___ FRAGMENTO DE ORIGEN

Recordé algunos escritores que entienden la monogamia como una norma moral conveniente al sistema occidental. Bajo un régimen de libre empresa, el individuo compite con sus semejantes a fin de subsistir, el otro no es miembro de su comunidad ni se iguala a él, es más bien un rival que se debe rebasar a fin de obtener el éxito económico. La monogamia se acomoda muy bien a una sociedad que se organiza en torno a la propiedad privada. A fin de heredar la propiedad de los bienes es necesario asegurar el parentesco de los herederos, que sean verdaderamente de la misma sangre. Transmitir la propiedad a una descendencia legítima, sin que la paternidad sea dudosa, sólo puede lograrse bajo la estricta monogamia de la mujer.

______
___ DATOS REGISTRADOS

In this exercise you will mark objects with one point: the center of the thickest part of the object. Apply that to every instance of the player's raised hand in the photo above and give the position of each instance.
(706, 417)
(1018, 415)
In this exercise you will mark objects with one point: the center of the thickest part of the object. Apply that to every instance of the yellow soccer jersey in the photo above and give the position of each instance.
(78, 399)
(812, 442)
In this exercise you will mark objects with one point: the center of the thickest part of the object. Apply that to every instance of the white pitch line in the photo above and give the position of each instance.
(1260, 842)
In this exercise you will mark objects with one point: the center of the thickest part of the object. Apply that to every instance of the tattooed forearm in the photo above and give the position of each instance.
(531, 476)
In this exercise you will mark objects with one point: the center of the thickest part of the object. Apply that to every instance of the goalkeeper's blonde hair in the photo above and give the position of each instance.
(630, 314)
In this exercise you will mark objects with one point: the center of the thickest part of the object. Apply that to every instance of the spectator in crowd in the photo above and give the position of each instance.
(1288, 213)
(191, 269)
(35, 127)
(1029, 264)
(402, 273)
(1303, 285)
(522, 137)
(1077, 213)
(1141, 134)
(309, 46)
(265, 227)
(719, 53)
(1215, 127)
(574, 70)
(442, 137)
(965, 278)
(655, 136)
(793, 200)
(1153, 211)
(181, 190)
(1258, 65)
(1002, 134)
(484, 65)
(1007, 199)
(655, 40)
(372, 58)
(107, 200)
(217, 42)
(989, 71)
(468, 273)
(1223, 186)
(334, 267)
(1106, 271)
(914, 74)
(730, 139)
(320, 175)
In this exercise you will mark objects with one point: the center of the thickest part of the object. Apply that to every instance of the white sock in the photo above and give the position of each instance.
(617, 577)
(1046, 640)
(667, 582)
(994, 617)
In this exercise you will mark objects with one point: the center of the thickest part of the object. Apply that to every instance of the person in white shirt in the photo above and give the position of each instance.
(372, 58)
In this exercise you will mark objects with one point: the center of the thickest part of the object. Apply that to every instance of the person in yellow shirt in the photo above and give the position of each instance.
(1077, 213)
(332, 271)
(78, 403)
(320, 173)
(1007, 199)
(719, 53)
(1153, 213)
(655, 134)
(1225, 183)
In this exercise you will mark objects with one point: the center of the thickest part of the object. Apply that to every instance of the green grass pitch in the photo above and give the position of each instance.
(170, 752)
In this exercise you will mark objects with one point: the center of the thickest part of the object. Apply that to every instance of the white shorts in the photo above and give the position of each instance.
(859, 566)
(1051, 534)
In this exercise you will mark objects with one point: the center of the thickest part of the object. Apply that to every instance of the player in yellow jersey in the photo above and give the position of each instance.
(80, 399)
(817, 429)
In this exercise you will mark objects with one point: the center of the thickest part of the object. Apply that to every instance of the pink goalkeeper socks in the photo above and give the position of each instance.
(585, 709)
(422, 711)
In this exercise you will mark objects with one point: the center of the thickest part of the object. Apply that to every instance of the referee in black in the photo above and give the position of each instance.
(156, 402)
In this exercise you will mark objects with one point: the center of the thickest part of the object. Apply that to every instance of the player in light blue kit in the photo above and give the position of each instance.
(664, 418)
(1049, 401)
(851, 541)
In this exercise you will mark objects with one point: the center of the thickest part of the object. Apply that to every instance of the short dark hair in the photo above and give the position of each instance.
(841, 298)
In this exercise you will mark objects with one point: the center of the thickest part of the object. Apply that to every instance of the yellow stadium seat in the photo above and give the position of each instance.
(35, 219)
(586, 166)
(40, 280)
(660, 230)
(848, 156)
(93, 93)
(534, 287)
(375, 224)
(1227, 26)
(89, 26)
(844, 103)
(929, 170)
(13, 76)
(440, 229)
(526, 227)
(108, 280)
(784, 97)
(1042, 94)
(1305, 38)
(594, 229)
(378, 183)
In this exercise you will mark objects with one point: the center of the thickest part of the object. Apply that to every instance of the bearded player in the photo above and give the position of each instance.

______

Según el fragmento sobre la monogamia, ¿en torno a qué se organiza la sociedad a la que se acomoda muy bien la monogamia? El material no tiene relación con el fragmento sobre la monogamia.

- SOLUCIÓN
En torno a la propiedad privada.